▸ **ARTICLE**
- - -

Question

How do I calculate the distance of a point to an intersection of two planes ?

Can you please explain it in detail and give an example ?

Answer 1

Given; two planes of the form:

`a_1x+b_1y+c_1z=k_1`
`a_2x+b_2y+c_2z = k_2`

and a point `(x_0,y_0,z_0)`

You want to find the vector, `vecv`, of the line of intersection of the two planes. To find this vector, compute the cross product of the normal vectors for the two planes:

`vecv = (a_1hati+b_1hatj+c_1hatk)xx(a_2hati+b_2hatj+c_2hatk)`

I am going to assume that you know how to compute the cross product of two 3 dimensional vectors but, if not, the please open the link in a separate tab and follow the instructions. Let's assume that the resulting vector is:

`vecv = a_3hati+b_3hatj+c_3hatk`

In addition to being the vector of the line of intersection, it is the normal vector for the plane that must contain the given point, `(x_0,y_0,z_0)` and the point on the line, `(x_1,y_1,z_1)`, that is orthogonal to the given point.

To write the equation of this plane, use the normal vector components:

`a_3x+b_3y+c_3z= k_3` where the value of `k_3` is unknown.

To find the value of `k_3`, substitute the given point `(x_0,y_0,z_0)`

`k_3" = a_3x_0+b_3y_0+c_3z_0`

You, now know all of the values for the equation of the third plane that contains both points `(x_0,y_0,z_0)` and `(x_1,y_1,z_1)`:

`a_3x+b_3y+c_3z= k_3`

When you solve the 3 equations of the 3 planes:

`a_1x+b_1y+c_1z=k_1`
`a_2x+b_2y+c_2z = k_2`
`a_3x+b_3y+c_3z= k_3`

by any method that you like, you will obtain the point where the line of intersection of the two planes intersects the third plane `(x_1, y_1,z_1)`

Use the distance equation to find the distance between the given point and the point on the line of intersection that is orthogonal to the given point:

`d = sqrt((x_1-x_0)^2+(y_1-y_0)^2+(z_1-z_0)^2)`

- - -

In the thread above about the distance from a point to where two planes meet, how is the direction vector of the line of intersection found?

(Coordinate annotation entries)
- - -

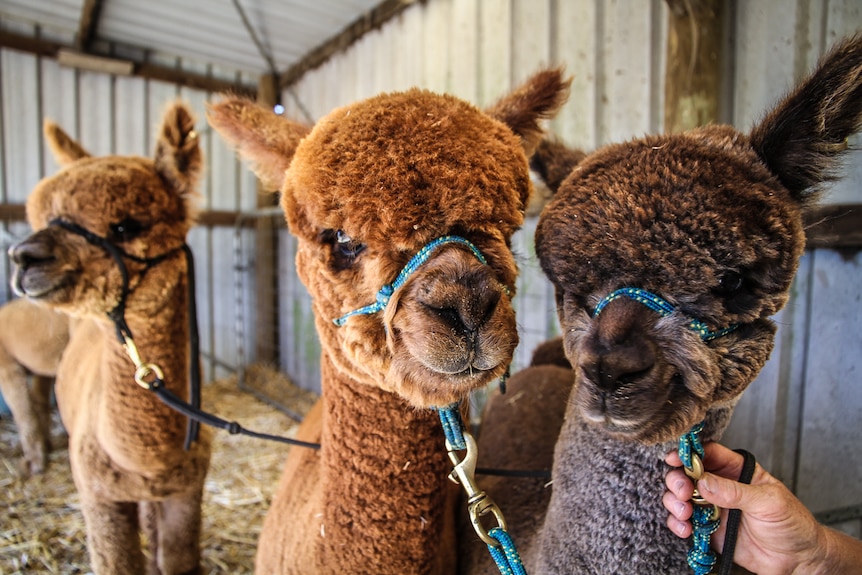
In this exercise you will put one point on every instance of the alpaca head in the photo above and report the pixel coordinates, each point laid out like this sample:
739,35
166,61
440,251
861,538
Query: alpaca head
371,185
141,206
710,222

- - -

▸ **RESULT FOR THIS EXERCISE**
By computing the cross product of the normal vectors of the two planes.